* Supplied passage:
****

Early photos show a young child, hunched over a book, my eyes intent on the page as I copy words with a stubby pencil. More books are piled next to me and at my feet. Later photos morph from sitting on my grandmother’s front stoop in worn corduroys and a wool jacket to an American teen in a pink mini skirt and white go-go boots, and later to a wife, mother, and business owner.
Born in a small town close to Frankfurt, I spent my first six years in the loving arms of my Oma while my mother worked abroad in a dance troupe, sending money home. Right before my sixth birthday, she returned home as the wife of an American Army officer, who adopted me.
I learned English in first grade at Frankfurt American School #1, and distinctly remember the way those delightful, unfamiliar words rolled on my German tongue. This early love eventually translated into an English Lit degree from the University of South Florida in St. Pete, bolstered by high hopes of continuing in academia while writing The Great American Novel. Life, and bills, intervened. After moving to Orlando, I plunged into the business world and writing became a hobby. Twenty-five years flew by: a fulfilling marriage, the birth of a son, and the creation of a family business. It was now time to return to my first love. Combining my passions for dogs and children, I wrote and published the award-winning early reader Ethel the Backyard Dog in 2014. Sammy the Lucky Dog followed in 2015, another early reader that chronicled the mishaps of my own beloved Jack Russell Terrier. You can find them on Amazon.

****

* Given entries:
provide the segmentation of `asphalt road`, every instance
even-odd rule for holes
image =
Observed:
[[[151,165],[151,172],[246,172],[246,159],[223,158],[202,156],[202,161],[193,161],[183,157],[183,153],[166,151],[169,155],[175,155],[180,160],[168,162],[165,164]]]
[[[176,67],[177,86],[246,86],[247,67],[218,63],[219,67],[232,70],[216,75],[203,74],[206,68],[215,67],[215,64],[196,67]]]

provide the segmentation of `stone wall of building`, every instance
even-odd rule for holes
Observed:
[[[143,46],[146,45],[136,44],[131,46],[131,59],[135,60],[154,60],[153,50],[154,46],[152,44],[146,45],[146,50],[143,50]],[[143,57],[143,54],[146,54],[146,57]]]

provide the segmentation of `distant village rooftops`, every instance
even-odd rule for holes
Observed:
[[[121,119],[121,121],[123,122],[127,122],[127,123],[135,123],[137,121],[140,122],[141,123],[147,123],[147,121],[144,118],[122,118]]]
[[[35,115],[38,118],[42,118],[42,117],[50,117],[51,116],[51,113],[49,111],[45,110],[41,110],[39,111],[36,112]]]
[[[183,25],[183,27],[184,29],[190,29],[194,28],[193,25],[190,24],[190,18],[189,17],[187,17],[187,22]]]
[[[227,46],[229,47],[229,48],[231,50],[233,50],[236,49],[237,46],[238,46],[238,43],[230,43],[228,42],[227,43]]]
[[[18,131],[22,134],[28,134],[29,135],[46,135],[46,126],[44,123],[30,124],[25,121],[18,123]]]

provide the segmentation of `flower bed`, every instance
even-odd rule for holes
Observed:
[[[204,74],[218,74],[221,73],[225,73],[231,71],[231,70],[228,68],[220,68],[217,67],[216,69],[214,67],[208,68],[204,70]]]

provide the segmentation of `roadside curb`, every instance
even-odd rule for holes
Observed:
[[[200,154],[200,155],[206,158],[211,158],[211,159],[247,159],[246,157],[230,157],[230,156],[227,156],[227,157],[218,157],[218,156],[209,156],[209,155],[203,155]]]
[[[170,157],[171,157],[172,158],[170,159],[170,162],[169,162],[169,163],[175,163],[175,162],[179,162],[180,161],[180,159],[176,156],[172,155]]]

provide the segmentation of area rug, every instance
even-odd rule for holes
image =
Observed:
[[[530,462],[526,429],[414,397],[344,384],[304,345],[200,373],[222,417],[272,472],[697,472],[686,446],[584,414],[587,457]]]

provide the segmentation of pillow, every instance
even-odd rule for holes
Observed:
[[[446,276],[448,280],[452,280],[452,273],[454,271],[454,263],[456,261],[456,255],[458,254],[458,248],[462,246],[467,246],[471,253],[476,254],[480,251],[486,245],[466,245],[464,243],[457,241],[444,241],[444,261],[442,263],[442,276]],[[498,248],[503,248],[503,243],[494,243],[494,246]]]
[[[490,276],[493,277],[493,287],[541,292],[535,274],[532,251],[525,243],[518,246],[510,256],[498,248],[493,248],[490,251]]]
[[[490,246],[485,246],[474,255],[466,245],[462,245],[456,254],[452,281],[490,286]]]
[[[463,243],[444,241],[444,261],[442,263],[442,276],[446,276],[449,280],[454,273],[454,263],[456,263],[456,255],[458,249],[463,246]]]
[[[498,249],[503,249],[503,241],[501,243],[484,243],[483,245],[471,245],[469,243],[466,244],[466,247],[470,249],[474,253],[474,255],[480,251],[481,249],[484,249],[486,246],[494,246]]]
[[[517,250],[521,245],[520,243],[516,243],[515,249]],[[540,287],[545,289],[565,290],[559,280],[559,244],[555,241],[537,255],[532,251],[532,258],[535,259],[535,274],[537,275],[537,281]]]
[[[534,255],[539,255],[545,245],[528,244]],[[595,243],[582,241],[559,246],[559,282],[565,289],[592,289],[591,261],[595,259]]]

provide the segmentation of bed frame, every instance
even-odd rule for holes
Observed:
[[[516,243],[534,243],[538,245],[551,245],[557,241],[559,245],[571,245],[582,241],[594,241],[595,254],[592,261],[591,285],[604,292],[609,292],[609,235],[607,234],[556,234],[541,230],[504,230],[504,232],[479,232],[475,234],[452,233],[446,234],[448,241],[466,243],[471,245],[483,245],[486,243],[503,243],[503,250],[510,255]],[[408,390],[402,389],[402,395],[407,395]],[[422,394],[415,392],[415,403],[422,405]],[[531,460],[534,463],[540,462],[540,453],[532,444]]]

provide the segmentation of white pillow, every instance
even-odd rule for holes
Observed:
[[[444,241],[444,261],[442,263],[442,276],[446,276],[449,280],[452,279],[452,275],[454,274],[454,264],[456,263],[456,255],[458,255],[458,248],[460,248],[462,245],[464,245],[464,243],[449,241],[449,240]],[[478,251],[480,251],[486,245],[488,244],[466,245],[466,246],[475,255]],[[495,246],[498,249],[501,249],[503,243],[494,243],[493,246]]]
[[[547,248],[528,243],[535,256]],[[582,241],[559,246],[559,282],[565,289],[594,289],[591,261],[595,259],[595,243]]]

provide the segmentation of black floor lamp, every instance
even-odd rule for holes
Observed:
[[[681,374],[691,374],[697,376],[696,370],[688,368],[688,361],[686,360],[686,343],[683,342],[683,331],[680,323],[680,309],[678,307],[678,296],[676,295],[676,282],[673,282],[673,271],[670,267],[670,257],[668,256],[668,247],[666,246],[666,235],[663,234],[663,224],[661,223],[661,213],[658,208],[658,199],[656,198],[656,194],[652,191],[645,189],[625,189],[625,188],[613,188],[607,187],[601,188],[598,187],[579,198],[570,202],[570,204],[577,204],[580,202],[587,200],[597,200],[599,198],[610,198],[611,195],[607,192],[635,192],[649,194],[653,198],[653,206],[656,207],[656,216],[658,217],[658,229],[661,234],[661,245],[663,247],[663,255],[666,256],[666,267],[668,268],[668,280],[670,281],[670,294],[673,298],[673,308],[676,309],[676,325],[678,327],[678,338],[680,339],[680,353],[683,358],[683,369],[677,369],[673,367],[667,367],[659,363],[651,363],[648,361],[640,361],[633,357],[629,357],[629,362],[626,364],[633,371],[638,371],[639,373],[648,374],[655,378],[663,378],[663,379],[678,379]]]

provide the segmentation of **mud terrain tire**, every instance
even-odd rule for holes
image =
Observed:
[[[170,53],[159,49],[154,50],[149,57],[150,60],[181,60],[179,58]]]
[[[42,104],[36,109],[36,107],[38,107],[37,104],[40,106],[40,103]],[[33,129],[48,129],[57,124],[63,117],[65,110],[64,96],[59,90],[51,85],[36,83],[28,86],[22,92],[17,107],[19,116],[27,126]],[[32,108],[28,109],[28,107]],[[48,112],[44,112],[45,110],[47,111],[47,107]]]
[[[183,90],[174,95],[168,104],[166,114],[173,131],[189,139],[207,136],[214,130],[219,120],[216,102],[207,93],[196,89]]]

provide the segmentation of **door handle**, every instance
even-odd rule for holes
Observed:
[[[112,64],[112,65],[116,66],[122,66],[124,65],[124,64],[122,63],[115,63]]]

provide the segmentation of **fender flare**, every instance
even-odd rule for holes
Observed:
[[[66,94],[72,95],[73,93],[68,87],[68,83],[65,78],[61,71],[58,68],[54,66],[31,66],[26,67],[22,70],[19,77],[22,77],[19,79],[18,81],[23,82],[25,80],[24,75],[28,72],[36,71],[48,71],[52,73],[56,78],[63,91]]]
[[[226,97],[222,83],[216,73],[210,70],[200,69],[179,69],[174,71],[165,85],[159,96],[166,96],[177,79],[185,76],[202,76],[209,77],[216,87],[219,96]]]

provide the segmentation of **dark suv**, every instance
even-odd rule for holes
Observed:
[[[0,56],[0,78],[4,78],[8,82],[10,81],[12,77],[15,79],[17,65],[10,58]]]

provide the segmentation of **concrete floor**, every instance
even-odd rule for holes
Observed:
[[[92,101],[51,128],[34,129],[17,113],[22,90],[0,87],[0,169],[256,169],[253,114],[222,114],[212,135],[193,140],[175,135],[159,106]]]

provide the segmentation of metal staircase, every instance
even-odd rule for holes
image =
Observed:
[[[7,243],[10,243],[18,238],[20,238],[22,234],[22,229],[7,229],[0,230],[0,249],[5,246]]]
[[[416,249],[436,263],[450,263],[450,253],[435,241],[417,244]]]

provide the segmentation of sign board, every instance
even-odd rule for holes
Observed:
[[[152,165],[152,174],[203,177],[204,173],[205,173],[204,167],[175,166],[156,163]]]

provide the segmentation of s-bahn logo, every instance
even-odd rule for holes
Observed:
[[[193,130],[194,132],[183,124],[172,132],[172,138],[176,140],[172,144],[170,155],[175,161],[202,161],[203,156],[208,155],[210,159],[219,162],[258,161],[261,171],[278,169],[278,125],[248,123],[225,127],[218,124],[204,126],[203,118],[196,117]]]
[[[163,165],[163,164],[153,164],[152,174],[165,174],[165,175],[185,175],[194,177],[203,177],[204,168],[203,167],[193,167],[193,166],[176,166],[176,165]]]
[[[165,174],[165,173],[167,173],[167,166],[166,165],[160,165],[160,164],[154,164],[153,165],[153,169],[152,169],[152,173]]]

****

* Things to do:
1: In the biographical passage, where did the writer learn English in first grade?
2: Resume the biographical passage, starting after its final sentence about where the two books can be found.

* Numbered answers:
1: The writer learned English at Frankfurt American School #1.

2:
Soon the form of creative nonfiction grabbed my attention, especially memoir. I read powerful stories and books by Michael Ondaatje, Rebecca Solnit, Jeanette Walls, Annie Dillard, and Alexandra Fuller. The practice of writing now began in earnest. My essays have been published in literary journals, anthologies and blogs. Read all of my Essays.
On a trip to visit my German family in 2016, I heard a long-held secret about my maternal family, with tentacles that reach back to Hitler. This revelation prompted me to find the biological father I did not know, and rang his doorbell to introduce myself. Discovering my family’s true lineage, my own father, and a new image of the mother I thought I knew, the stories I collected have become a recently completed memoir, told within the backdrop of WWII Germany.